▸ **Task requirements**:
Print, exactly as given, each line of the data from the line containing "Report x and y for each instance of the red" up to and including its last line.

• • • •

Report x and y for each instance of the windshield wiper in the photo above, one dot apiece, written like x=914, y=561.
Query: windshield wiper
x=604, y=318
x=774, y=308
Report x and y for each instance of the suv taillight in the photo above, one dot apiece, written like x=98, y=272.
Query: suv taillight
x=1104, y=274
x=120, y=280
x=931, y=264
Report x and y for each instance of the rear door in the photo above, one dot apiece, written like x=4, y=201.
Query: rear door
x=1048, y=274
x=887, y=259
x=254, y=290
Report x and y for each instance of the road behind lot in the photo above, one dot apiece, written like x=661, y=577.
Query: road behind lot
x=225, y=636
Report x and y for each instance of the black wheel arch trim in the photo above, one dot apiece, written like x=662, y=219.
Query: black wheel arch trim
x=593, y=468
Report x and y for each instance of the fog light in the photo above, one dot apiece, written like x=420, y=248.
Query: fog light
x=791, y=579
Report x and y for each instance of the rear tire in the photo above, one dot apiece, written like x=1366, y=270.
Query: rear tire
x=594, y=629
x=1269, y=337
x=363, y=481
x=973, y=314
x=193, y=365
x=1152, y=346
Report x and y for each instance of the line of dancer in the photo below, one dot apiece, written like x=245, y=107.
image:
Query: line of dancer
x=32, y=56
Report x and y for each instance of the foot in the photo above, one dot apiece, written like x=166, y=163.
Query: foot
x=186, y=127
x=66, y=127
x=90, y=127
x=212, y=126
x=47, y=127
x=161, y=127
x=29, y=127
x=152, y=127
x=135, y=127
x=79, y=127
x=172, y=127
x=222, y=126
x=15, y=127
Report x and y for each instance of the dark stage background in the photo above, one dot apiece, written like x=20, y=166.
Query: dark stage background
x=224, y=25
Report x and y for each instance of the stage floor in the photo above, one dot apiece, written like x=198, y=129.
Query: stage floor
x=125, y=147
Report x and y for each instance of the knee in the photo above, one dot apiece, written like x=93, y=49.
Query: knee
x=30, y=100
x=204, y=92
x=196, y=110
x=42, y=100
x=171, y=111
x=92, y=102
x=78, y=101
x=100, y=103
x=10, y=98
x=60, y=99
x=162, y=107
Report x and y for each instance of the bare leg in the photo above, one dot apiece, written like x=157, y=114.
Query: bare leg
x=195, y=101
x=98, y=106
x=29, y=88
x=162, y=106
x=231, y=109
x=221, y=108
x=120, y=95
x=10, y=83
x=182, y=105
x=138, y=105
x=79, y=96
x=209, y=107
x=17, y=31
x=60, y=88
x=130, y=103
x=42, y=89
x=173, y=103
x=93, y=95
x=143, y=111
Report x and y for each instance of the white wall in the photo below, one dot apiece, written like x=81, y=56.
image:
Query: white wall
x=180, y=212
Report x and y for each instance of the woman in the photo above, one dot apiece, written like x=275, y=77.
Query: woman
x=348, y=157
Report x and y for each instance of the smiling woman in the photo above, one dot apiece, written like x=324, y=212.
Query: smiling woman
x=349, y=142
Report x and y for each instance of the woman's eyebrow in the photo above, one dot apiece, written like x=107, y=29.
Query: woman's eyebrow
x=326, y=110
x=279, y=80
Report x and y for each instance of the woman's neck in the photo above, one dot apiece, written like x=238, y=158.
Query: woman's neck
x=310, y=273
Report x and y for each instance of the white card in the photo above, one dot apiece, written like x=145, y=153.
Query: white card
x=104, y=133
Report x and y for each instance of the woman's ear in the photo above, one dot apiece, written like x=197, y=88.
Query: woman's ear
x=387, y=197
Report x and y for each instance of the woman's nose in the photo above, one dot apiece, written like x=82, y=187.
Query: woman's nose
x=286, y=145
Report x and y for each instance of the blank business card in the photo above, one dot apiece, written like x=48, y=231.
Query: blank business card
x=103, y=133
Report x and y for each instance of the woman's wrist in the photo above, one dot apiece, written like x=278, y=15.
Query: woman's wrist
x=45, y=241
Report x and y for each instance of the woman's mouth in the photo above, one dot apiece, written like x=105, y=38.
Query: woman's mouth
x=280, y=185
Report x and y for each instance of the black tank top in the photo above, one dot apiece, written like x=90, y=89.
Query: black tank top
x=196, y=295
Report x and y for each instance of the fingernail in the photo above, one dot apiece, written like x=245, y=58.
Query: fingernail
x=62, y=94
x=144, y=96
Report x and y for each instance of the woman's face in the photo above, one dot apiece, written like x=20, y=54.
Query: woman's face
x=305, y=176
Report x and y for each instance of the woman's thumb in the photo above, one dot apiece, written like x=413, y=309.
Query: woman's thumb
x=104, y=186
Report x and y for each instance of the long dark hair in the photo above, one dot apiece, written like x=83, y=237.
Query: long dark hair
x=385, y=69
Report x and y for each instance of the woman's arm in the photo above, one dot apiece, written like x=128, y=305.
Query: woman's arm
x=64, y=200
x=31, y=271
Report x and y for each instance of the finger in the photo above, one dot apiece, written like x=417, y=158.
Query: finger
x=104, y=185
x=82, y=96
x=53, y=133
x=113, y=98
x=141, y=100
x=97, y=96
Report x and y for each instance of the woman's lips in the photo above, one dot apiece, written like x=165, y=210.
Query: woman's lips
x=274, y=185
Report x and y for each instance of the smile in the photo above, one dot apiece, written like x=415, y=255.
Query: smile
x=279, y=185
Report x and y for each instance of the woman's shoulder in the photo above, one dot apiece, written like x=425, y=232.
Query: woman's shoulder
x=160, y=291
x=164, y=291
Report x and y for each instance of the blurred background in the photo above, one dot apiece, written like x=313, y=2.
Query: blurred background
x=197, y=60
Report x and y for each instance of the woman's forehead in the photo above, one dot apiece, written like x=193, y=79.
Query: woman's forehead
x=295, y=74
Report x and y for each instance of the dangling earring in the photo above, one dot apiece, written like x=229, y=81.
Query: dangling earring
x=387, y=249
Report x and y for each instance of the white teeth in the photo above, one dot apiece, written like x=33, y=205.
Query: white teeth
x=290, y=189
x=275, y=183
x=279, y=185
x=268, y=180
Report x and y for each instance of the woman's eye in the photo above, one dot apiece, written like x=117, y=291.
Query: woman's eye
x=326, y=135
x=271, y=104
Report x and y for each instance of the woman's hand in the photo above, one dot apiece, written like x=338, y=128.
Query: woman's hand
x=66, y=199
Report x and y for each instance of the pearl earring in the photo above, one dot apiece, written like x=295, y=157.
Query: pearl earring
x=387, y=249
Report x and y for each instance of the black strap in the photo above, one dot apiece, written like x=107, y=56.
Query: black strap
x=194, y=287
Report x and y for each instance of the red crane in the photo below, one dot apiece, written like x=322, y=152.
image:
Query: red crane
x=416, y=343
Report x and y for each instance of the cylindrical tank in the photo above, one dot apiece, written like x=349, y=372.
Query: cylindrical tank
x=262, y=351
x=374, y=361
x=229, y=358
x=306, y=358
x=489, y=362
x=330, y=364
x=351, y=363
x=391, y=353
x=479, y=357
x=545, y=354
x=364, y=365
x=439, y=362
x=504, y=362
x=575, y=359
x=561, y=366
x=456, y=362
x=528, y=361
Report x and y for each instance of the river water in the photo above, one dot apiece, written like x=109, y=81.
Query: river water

• • • •

▸ **Written response**:
Report x and y for each instance of the red crane in the photo below, one dot apiece, written like x=322, y=152.
image:
Query: red crane
x=416, y=343
Report x and y for each instance of the cylindrical tank in the photo above, one dot apiece, written like x=349, y=372.
Query: cylindrical tank
x=262, y=351
x=374, y=361
x=229, y=358
x=306, y=358
x=489, y=362
x=330, y=364
x=351, y=363
x=391, y=353
x=479, y=357
x=545, y=354
x=364, y=365
x=439, y=362
x=504, y=362
x=575, y=359
x=561, y=366
x=456, y=362
x=528, y=361
Report x and y for each instance of the river water in the photo above, one dot apiece, written like x=109, y=81.
Query: river water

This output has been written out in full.